• _Texto fornecido_:
Para timbragem do álbum usei referencias de equalização de bandas que gosto
muito como At The Gates, Within Temptation e Dimmu Borgir de suas gravações dos
anos 90 e também referencias mais atuais como o Secret Garden do Angra e o
Atoma do Dark Tranquillity, gravações mais atuais que eu estava ouvindo sem
parar.
No
entanto, apesar de muitos rotularem a sonoridade do álbum como Doom/Death
Metal, imagino algo mais abrangente. Inclusive há até elementos de Black, Dark
e Atmospheric Metal. Você concorda que “Rebuilding the Future” vai além de sua
proposta inicial?
Douglas:
Concordo
sim. Tive que enquadrar a sonoridade nestes estilos para que as pessoas
pudessem ter uma noção ou referência - o Doom/Death foi o que mais estaria
próximo, talvez Doom/Black ou Doom/Death/Black aí já viraria uma salada. Mas
tem muito de Dark, Gothic e Atmospheric, até partes Prog e Heavy metal.
Realmente muito difícil trazer o que se transformou a sonoridade do Deep
Memories para um único estilo.
O
trabalho, como dissemos anteriormente, atingiu um grande status dentro do
cenário Death/Doom Metal, algo que o sobrecarregará em um futuro lançamento
para superar toda essa qualidade. Tem trabalhado pra isso? O que pode nos
adiantar sobre algo novo do Deep Memories?
Douglas:
Quando
comecei a produzir o segundo álbum em outubro de 2019, houveram momentos que o
fantasma de “superar o disco anterior” atormentou minha mente com perguntas do
tipo: “Será que o pessoal vai curtir este riff? Esta parte não tem muito a ver
com o disco anterior... Este trecho ficou muito lento...” Precisei cair em si e
perceber que estava nesta auto obsessão. Quando entendi que este fantasma
estava me limitando já no segundo bimestre de 2020 busquei entender o que tinha
transformado o primeiro disco em bom disco e descobri que era: Não saber como
ficaria no final e não limitar nenhuma ideia durante a criação. A partir daí
tudo começou a fluir de uma maneira natural, prazerosa e bem rápida. O novo
álbum do Deep Memories será mais intenso em todos os sentidos, as partes
melancólicas estão mais melancólicas, as partes rápidas estão mais marcantes,
tudo estará mais pesado. A linha melódica do álbum se assemelha a do anterior,
mesmo porque é o que eu gosto e o que sai quando estou tocando, mas tudo estará
mais extremo, não no sentido brutal da palavra e sim de intensidade.
E
uma curiosidade. Você pretende montar uma banda para ao menos levar o som do
Deep Memories aos palcos?
Douglas: No
início era incogitável e o hoje já é algo relativamente real. Esta pandemia
segurou um pouco os planos, mas para o segundo álbum que será lançado em 2021
isto acontecerá. Estamos planejando tudo.
Por
fim, tenho feito essa pergunta nas últimas entrevistas que fiz para o blog.
Vivemos um momento difícil devido à pandemia do covid-19 e o cenário
underground, que já não é fácil, foi atingido consideravelmente e muita coisa
pode mudar. Como você vê tudo isso, incluindo na divulgação de seu trabalho e o
que acredita que pode mais ser afetado no futuro?

• _Seu objetivo_: Transcreva o trecho da entrevista que vai de "Realmente muito difícil" até "do Deep Memories?", substituindo "lançamento" por "disco".

Dados de apontamento de expressões referenciais
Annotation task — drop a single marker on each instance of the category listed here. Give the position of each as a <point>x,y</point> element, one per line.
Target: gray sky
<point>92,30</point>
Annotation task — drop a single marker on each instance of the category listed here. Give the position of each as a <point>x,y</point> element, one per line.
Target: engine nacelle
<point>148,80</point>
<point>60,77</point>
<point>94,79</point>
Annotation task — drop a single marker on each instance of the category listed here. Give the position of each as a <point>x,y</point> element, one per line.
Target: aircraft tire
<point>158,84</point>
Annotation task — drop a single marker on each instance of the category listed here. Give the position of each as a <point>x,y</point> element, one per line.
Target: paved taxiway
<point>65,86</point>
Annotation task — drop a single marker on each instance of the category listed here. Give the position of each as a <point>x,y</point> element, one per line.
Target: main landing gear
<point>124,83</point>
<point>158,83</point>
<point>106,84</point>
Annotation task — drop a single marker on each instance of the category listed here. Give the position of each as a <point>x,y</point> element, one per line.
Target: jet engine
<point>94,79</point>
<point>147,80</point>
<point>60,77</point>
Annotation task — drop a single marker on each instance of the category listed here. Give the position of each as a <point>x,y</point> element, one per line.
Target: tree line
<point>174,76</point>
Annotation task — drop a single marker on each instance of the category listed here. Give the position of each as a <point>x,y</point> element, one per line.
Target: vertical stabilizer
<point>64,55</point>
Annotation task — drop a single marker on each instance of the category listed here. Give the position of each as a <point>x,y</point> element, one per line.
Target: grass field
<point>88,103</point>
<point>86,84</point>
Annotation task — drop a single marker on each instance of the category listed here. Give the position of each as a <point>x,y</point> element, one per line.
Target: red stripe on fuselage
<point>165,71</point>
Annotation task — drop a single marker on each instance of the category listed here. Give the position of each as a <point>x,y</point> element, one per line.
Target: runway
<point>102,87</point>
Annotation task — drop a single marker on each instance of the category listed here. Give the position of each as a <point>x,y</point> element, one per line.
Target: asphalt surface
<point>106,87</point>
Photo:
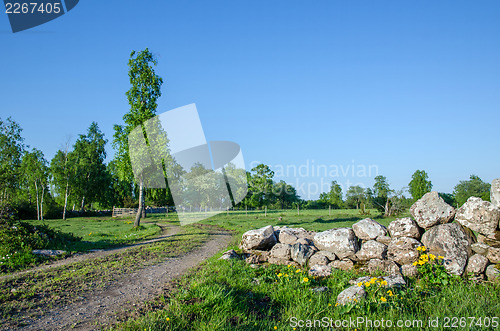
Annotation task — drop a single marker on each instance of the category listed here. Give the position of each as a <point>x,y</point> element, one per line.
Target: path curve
<point>101,307</point>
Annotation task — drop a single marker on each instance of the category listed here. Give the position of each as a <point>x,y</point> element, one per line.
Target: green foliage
<point>419,184</point>
<point>474,187</point>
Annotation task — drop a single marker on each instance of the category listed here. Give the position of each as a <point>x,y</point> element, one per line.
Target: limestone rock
<point>453,243</point>
<point>368,229</point>
<point>480,248</point>
<point>495,192</point>
<point>477,264</point>
<point>493,255</point>
<point>403,250</point>
<point>404,227</point>
<point>492,272</point>
<point>320,270</point>
<point>260,239</point>
<point>480,216</point>
<point>431,210</point>
<point>386,240</point>
<point>351,294</point>
<point>342,241</point>
<point>301,253</point>
<point>385,266</point>
<point>372,250</point>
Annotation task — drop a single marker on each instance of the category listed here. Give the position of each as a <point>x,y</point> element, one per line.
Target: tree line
<point>77,179</point>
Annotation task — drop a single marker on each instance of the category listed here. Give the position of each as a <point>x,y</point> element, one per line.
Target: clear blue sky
<point>400,85</point>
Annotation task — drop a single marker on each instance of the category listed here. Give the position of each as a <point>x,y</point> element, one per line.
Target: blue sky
<point>392,85</point>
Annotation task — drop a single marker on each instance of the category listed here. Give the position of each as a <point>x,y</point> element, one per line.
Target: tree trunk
<point>65,200</point>
<point>139,210</point>
<point>37,204</point>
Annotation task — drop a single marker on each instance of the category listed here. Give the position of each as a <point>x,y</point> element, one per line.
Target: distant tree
<point>90,171</point>
<point>11,151</point>
<point>419,184</point>
<point>142,98</point>
<point>36,177</point>
<point>474,187</point>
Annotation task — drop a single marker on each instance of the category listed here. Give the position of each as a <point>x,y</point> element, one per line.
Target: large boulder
<point>451,241</point>
<point>480,216</point>
<point>260,239</point>
<point>493,272</point>
<point>495,192</point>
<point>476,265</point>
<point>404,227</point>
<point>431,210</point>
<point>320,270</point>
<point>372,250</point>
<point>281,251</point>
<point>301,253</point>
<point>368,229</point>
<point>403,250</point>
<point>342,241</point>
<point>351,294</point>
<point>345,264</point>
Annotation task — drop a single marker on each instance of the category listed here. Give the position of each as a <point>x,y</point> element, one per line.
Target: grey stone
<point>260,239</point>
<point>372,250</point>
<point>453,243</point>
<point>477,264</point>
<point>345,264</point>
<point>403,250</point>
<point>492,272</point>
<point>281,251</point>
<point>404,227</point>
<point>368,229</point>
<point>301,253</point>
<point>341,241</point>
<point>351,294</point>
<point>229,255</point>
<point>480,248</point>
<point>431,210</point>
<point>495,192</point>
<point>480,216</point>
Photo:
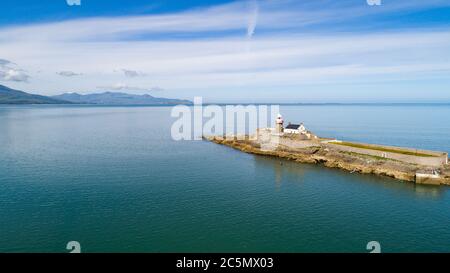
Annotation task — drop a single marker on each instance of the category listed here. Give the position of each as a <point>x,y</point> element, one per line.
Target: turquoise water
<point>114,180</point>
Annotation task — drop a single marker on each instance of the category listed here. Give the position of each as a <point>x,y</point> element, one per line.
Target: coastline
<point>351,162</point>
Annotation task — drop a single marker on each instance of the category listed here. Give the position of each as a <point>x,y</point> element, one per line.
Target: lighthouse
<point>279,124</point>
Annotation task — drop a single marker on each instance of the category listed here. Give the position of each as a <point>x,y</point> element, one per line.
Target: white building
<point>295,129</point>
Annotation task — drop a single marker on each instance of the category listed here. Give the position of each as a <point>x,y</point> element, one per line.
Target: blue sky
<point>255,50</point>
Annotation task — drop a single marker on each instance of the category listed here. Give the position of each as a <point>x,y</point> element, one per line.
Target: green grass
<point>381,149</point>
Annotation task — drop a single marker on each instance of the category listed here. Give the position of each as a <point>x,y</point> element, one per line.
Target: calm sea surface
<point>114,180</point>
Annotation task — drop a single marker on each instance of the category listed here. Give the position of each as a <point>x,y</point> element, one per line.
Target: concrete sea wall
<point>436,160</point>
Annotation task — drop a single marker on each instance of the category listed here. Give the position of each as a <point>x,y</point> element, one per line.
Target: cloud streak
<point>289,50</point>
<point>68,74</point>
<point>9,71</point>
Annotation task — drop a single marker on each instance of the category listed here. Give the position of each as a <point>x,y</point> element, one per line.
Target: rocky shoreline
<point>352,162</point>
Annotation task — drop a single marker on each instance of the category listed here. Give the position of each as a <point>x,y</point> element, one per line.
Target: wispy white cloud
<point>9,71</point>
<point>132,73</point>
<point>68,73</point>
<point>126,87</point>
<point>284,53</point>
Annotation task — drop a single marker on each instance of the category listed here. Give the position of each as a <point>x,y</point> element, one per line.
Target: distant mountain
<point>11,96</point>
<point>115,98</point>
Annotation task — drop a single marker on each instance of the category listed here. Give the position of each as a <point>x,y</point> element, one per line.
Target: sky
<point>230,51</point>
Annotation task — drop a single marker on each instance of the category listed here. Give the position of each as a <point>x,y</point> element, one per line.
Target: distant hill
<point>11,96</point>
<point>115,98</point>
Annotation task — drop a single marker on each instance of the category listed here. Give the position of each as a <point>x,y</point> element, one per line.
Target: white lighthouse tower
<point>279,124</point>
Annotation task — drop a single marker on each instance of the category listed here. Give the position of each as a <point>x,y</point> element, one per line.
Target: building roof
<point>293,126</point>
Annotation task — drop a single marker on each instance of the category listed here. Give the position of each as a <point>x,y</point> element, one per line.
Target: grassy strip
<point>362,146</point>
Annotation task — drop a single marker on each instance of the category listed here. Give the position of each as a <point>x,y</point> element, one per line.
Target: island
<point>295,142</point>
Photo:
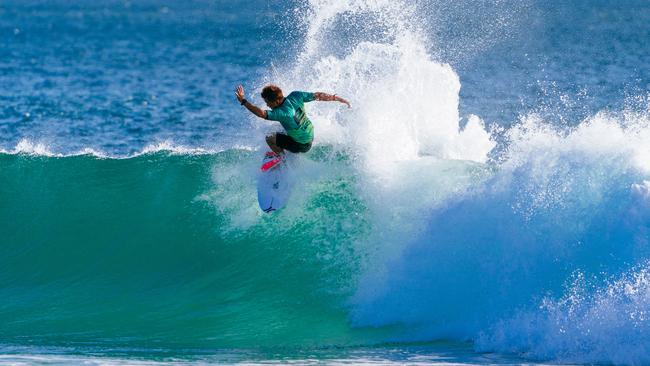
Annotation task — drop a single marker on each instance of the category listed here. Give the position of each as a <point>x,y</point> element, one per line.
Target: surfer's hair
<point>272,93</point>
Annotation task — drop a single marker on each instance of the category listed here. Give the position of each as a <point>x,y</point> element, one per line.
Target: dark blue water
<point>486,199</point>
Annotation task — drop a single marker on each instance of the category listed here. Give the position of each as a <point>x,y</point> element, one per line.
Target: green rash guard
<point>291,114</point>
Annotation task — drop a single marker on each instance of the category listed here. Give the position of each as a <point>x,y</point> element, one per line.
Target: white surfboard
<point>274,185</point>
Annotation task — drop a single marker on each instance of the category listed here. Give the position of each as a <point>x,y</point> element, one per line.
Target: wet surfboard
<point>273,183</point>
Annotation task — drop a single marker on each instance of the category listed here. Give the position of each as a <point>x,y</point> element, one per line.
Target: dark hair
<point>272,93</point>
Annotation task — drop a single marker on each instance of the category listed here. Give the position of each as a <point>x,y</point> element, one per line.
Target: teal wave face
<point>148,251</point>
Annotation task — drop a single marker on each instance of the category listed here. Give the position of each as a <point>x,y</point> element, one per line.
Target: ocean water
<point>486,200</point>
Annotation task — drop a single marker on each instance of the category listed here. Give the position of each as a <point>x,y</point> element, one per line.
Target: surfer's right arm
<point>239,92</point>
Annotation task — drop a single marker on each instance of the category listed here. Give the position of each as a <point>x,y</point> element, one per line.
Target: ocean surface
<point>486,200</point>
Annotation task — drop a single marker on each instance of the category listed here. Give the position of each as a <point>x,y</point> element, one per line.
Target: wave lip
<point>29,147</point>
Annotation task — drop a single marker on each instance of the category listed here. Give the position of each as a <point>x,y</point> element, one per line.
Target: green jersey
<point>291,114</point>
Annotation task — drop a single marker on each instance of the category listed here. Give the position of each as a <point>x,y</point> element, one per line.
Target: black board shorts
<point>286,142</point>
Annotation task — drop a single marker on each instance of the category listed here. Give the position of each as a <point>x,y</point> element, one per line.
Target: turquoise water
<point>485,201</point>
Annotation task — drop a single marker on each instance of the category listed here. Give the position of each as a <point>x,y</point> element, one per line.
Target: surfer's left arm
<point>324,97</point>
<point>239,92</point>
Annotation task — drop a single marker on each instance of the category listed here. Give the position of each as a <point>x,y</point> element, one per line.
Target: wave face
<point>168,250</point>
<point>409,222</point>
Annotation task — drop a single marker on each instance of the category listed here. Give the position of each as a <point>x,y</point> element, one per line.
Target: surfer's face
<point>273,104</point>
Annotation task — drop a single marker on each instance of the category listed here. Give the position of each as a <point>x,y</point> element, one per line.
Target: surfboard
<point>273,183</point>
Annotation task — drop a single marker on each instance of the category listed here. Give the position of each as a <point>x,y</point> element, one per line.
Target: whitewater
<point>416,232</point>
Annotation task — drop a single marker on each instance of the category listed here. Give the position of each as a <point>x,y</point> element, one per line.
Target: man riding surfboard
<point>290,112</point>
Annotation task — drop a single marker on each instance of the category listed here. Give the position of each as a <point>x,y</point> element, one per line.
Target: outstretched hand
<point>239,92</point>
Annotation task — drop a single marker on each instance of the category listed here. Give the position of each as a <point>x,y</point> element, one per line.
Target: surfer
<point>290,112</point>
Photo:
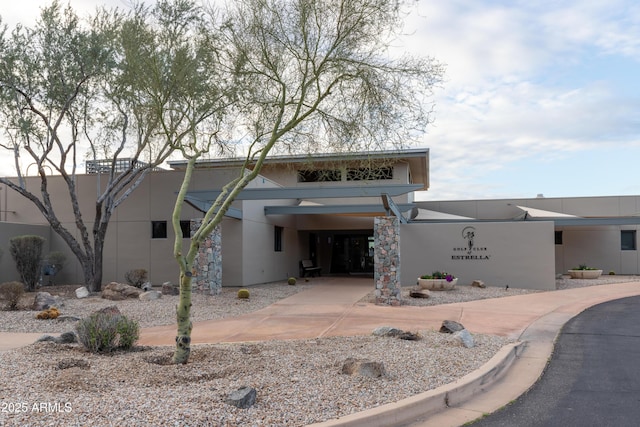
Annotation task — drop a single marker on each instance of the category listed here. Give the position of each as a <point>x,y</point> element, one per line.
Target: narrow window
<point>628,240</point>
<point>277,238</point>
<point>558,237</point>
<point>319,175</point>
<point>158,229</point>
<point>185,226</point>
<point>369,174</point>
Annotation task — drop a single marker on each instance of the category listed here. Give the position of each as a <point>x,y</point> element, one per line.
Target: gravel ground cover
<point>297,382</point>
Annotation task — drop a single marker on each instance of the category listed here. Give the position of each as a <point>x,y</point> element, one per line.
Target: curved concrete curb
<point>433,401</point>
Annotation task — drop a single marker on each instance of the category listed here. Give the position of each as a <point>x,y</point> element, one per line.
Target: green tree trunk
<point>183,313</point>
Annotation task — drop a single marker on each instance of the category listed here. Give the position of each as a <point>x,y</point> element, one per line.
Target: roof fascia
<point>311,192</point>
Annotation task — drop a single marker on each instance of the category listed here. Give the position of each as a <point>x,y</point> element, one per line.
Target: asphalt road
<point>593,377</point>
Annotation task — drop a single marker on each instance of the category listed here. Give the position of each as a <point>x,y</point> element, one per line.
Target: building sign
<point>470,249</point>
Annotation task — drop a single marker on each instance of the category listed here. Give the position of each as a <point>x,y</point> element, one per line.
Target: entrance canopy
<point>203,199</point>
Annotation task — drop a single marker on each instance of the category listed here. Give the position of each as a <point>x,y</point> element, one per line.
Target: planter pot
<point>437,284</point>
<point>585,274</point>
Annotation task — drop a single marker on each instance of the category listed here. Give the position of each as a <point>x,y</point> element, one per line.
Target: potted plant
<point>584,272</point>
<point>437,281</point>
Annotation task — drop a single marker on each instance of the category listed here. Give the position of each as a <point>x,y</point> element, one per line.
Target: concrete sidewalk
<point>332,308</point>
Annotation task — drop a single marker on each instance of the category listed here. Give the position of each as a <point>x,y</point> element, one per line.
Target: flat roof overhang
<point>310,192</point>
<point>558,222</point>
<point>333,209</point>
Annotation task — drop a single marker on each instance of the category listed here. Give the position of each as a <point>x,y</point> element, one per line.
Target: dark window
<point>277,238</point>
<point>369,174</point>
<point>628,240</point>
<point>319,175</point>
<point>185,226</point>
<point>158,229</point>
<point>558,237</point>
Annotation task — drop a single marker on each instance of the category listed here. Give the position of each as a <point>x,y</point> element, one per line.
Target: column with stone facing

• _Sua resposta_:
Realmente muito difícil trazer o que se transformou a sonoridade do Deep
Memories para um único estilo.
O
trabalho, como dissemos anteriormente, atingiu um grande status dentro do
cenário Death/Doom Metal, algo que o sobrecarregará em um futuro disco
para superar toda essa qualidade. Tem trabalhado pra isso? O que pode nos
adiantar sobre algo novo do Deep Memories?